- **WHAT TO DO**:
Reproduce the records verbatim, from the first line through the line containing "[89, 327, 322, 453]", including both ends.

- **EXTRACTED DATA**:
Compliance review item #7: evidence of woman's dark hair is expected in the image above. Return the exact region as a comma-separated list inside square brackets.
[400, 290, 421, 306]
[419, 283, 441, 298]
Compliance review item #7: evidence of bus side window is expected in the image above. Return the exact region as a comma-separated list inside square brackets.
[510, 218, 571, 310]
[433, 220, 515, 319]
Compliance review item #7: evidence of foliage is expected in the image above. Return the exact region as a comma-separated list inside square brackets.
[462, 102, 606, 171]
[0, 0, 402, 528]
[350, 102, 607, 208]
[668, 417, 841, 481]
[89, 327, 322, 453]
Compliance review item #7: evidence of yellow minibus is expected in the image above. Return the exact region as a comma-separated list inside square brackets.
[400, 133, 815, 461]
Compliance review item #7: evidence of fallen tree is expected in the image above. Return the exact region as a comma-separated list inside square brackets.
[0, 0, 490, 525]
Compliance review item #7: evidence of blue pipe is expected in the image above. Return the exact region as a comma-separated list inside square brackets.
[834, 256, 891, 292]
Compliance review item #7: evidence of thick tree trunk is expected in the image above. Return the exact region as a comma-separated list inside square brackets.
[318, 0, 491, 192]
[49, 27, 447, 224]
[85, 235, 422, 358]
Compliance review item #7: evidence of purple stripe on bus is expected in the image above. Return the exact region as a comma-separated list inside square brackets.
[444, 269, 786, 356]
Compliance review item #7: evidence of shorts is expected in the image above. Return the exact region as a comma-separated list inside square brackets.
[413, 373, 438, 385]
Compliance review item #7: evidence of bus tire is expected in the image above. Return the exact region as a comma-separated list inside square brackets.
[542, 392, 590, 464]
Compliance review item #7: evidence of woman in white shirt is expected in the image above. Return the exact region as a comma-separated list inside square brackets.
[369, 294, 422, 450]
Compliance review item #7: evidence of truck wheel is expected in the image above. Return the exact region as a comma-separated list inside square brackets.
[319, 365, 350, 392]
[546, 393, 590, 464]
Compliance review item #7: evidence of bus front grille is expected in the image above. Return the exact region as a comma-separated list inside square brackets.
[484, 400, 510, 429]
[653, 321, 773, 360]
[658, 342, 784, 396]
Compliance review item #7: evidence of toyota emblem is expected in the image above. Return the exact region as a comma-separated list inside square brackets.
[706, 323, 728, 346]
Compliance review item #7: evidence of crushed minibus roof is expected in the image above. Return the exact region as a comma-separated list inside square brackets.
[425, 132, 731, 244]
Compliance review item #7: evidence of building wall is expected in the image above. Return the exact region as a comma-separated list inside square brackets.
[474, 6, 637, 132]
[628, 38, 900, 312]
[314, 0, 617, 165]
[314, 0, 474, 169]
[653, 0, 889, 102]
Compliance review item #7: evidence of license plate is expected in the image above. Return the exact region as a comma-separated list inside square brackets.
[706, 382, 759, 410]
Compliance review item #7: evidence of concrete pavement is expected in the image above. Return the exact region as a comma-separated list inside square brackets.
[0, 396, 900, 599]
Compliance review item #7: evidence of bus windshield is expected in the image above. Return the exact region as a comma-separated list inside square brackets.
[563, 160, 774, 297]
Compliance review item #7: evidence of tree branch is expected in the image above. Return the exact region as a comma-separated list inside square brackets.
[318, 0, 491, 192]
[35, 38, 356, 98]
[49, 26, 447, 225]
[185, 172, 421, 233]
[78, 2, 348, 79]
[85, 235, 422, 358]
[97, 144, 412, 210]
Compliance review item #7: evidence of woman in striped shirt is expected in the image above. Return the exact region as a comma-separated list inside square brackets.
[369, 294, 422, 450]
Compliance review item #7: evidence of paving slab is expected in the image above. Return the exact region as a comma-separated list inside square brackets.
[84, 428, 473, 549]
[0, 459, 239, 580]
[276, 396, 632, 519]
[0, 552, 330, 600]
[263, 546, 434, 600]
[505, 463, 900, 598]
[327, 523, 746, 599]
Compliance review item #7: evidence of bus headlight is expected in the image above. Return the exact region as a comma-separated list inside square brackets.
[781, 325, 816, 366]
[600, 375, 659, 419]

- **SOLUTION TO THE EXERCISE**:
Compliance review item #7: evidence of woman's dark hair is expected in the image above. Return the exact region as a comma-separated list inside square brackets.
[400, 290, 421, 306]
[419, 283, 441, 298]
Compliance review item #7: evidence of bus side window is expected in the image above. Return the exact region as a comma-separated list inside square brackets.
[510, 218, 571, 310]
[433, 220, 515, 319]
Compliance review item #7: evidence of foliage is expected in the image above. Return the exact region as a comma-separated list inside square brackets.
[462, 102, 606, 171]
[0, 0, 402, 528]
[350, 102, 607, 208]
[668, 417, 841, 481]
[89, 327, 322, 453]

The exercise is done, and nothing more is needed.